- **Source**

Jens Laerke, spokesperson for the U.N. Office for the Coordination of Humanitarian Affairs, said aid workers in Central America were still discovering the extent of damage from Eta and were now preparing to deal with a second potentially catastrophic impact.   

Life-threatening 

“Iota, with its strong winds and very heavy rainfall, can cause life-threatening flash flooding, river flooding and landslides, not least because the soil is already saturated by Eta.”  

Estimates of damage from Eta were still going up as officials and local authorities gradually got access to the most affected areas, Mr. Laerke said.    

“So, for example, Honduras, authorities now report that 3 million people are affected. That's 1 million more than the figures that they reported last week. In Guatemala, we are talking about more than 900,000 people directly affected by Eta. That's nearly triple the figure from the previous weeks. So this is very much still developing emergency on top of which now slams another emergency with potentially catastrophic consequences.”  

Landslide risk 

Matthew Cochrane, spokesperson for the International Federation of the Red Cross and Red Crescent Societies (IFRC), said the main concern was the risk of landslides, heavy flooding and wind damage. The Red Cross had been involved in helicopter evacuations before the storm hit and it had rescue boats in Honduras ready to launch rescue operations once it had passed, he said.  

Iota had already brushed past northern Colombia and the Red Cross there was in the early stages of a recovery operation to help 50,000 families affected by the storm, Mr. Cochrane said.   

But a 20 million Swiss franc emergency appeal to support people affected by Hurricane Eta had so far had an extremely slow response from donors, he added.   

World Food Programme spokesperson Tomson Phiri said humanitarian agencies had done what they could to prepare, but the hurricane season had turned out to be even worse than expected, starting early and going on longer.  

“For example, continued flooding in countries like Guatemala, Honduras, and Nicaragua, is going to affect the incoming harvest, and this will severely strain subsistence farmers and already, whilst it's still early days, it is quite clear that this will extend the emergency even into mid-2021”, Mr Phiri said.   

Tragic late surge 

Ms. Nullis said that at this time of year hurricane season should be winding down, but instead there was a very tragic late surge.   

“Iota is the strongest storm in the hurricane season so far to make landfall.”

[Data records]
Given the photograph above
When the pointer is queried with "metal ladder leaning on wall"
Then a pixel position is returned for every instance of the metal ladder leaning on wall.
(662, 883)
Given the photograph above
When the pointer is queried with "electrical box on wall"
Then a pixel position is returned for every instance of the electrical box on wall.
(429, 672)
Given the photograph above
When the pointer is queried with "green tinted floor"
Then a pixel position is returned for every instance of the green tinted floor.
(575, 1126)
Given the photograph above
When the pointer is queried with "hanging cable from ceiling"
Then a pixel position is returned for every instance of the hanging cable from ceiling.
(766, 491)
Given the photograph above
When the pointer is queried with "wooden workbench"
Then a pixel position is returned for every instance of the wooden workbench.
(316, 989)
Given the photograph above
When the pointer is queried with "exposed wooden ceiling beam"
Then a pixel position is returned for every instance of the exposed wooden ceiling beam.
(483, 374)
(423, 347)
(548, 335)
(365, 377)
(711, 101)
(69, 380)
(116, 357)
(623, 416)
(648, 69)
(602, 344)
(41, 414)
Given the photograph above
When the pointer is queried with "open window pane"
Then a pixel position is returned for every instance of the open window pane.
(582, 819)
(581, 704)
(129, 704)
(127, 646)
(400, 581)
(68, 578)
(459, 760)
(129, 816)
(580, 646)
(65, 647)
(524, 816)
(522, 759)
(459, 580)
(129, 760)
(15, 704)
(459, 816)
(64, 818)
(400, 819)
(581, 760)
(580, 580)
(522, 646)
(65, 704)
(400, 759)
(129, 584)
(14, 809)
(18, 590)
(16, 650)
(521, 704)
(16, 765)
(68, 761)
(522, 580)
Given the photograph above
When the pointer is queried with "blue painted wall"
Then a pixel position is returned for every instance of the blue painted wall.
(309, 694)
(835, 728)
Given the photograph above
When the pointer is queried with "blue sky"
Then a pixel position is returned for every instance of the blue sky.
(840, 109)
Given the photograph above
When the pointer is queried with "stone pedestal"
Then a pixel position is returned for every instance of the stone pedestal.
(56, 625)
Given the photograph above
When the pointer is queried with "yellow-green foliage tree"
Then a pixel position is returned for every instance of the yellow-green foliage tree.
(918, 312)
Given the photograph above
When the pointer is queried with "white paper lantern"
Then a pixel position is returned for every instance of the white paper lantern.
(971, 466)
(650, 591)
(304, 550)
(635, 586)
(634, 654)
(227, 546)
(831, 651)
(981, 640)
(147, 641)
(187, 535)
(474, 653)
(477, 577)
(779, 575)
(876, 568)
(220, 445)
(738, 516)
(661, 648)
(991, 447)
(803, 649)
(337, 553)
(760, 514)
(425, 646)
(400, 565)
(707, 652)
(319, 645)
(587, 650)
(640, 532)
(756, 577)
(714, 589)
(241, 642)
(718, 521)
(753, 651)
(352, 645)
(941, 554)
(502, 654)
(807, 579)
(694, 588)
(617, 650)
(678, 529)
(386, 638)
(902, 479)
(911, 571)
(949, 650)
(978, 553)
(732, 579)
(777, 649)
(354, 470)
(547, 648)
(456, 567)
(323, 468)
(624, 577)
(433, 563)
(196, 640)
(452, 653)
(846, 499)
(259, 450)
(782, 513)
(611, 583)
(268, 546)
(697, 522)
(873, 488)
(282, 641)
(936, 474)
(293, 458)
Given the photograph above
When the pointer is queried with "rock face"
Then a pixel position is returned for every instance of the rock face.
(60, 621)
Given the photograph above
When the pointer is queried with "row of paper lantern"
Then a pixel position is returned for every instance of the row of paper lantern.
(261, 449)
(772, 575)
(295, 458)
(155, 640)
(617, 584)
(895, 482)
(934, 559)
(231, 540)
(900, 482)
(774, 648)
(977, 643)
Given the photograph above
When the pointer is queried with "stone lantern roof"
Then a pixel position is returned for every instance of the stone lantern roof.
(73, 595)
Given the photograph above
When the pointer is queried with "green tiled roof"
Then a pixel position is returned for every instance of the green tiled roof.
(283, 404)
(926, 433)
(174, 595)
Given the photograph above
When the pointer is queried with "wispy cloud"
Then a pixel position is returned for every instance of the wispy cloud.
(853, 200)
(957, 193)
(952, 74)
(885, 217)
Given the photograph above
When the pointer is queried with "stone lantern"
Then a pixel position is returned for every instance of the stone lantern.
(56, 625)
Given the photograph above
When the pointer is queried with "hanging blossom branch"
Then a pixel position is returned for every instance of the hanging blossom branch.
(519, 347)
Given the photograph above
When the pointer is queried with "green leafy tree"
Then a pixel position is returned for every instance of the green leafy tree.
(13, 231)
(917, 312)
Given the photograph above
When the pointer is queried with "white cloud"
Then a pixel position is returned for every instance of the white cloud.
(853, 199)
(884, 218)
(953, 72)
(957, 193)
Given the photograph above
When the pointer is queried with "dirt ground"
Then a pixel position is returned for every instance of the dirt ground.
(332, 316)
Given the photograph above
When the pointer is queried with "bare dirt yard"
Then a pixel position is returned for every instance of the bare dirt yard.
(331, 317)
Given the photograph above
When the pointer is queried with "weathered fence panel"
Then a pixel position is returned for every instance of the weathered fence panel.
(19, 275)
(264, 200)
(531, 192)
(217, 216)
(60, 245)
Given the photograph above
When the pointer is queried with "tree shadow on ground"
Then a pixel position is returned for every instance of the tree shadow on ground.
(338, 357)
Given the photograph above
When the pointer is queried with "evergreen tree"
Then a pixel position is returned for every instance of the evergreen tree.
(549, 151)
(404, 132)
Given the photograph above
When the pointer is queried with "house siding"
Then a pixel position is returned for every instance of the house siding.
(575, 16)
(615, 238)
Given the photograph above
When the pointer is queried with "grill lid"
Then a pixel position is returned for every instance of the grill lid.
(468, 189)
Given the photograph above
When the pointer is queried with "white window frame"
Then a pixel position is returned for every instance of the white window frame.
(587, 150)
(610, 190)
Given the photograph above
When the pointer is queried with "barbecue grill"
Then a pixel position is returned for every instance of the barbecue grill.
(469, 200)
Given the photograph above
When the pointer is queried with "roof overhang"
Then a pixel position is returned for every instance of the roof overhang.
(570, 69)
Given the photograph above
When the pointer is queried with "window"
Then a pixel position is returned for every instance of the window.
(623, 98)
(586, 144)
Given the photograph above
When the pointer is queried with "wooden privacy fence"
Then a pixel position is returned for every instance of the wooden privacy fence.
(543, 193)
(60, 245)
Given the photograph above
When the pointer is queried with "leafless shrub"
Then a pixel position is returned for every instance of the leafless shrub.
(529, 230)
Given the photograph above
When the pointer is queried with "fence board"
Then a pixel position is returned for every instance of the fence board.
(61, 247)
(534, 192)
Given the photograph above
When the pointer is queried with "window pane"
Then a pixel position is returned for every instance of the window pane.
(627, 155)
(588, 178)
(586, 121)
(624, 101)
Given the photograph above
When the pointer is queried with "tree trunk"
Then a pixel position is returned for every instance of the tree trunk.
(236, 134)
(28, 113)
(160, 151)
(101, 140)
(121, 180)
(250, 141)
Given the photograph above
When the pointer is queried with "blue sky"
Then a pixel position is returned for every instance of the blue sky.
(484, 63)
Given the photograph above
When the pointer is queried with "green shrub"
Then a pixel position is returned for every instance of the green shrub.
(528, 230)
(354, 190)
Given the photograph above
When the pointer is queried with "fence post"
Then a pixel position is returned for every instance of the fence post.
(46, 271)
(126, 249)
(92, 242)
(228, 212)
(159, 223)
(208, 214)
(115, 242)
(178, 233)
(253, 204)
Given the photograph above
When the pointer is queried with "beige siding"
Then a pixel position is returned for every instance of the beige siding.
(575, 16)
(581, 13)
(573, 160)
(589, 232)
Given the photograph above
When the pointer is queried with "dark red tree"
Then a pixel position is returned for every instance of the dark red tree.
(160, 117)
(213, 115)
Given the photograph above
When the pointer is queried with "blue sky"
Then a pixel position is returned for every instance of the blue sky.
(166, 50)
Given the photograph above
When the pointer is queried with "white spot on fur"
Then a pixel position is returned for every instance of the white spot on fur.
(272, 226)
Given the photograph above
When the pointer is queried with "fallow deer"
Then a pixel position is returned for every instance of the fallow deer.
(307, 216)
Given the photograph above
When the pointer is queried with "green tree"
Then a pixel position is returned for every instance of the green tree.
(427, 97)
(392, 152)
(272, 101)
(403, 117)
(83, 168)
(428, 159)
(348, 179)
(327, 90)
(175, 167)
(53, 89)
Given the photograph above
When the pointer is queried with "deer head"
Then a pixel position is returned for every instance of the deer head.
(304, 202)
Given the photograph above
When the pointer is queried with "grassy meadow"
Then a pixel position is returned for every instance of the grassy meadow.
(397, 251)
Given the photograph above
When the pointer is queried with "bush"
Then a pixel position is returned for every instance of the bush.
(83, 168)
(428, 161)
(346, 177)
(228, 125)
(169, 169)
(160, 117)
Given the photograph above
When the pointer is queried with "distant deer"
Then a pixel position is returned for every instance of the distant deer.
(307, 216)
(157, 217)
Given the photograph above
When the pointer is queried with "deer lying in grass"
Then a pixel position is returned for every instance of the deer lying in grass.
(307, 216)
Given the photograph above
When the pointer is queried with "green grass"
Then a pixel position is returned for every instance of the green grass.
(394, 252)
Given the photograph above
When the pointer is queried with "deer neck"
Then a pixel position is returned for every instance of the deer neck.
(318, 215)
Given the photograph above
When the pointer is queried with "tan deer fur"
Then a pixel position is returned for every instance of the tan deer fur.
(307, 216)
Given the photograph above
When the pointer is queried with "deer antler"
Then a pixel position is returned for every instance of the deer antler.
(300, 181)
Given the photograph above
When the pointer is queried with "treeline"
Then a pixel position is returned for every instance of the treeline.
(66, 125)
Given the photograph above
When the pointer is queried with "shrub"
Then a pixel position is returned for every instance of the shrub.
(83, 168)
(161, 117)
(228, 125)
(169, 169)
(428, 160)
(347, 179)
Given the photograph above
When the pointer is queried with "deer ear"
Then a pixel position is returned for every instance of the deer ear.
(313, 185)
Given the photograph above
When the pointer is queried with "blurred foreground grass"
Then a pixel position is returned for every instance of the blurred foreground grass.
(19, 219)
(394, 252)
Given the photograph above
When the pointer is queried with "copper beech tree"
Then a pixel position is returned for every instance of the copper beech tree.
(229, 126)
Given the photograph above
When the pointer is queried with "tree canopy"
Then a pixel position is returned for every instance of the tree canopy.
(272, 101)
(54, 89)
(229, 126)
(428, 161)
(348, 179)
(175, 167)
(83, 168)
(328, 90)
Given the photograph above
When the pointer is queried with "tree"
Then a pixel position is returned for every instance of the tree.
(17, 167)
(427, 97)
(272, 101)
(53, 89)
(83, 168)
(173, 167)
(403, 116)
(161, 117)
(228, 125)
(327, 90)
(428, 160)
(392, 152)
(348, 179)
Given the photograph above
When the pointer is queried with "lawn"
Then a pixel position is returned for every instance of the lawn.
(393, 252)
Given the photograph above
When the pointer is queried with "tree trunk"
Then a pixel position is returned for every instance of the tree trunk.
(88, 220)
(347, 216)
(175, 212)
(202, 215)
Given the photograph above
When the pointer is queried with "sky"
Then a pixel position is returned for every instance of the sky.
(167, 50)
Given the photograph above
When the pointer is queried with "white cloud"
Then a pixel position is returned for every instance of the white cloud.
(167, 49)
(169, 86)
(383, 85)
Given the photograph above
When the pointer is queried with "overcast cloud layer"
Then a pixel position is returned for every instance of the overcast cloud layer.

- **Requirements**
(a) Using the hurricane report, state whether each statement agrees with it, answering yes or no and quoting the words that decide: (i) Honduran authorities now report 3 million people affected; (ii) the emergency appeal for Hurricane Eta has drawn a fast response from donors; (iii) the figure for Guatemala is nearly double that of the previous weeks.
(b) Extract the passage of the hurricane report from "Matthew Cochrane, spokesperson" up to and including "donors, he added.".

- **Completed exercise**
(a)
(i) Yes: "Honduras, authorities now report that 3 million people are affected."
(ii) No: "had so far had an extremely slow response from donors"
(iii) No: "That's nearly triple the figure from the previous weeks."

(b)
Matthew Cochrane, spokesperson for the International Federation of the Red Cross and Red Crescent Societies (IFRC), said the main concern was the risk of landslides, heavy flooding and wind damage. The Red Cross had been involved in helicopter evacuations before the storm hit and it had rescue boats in Honduras ready to launch rescue operations once it had passed, he said.  

Iota had already brushed past northern Colombia and the Red Cross there was in the early stages of a recovery operation to help 50,000 families affected by the storm, Mr. Cochrane said.   

But a 20 million Swiss franc emergency appeal to support people affected by Hurricane Eta had so far had an extremely slow response from donors, he added.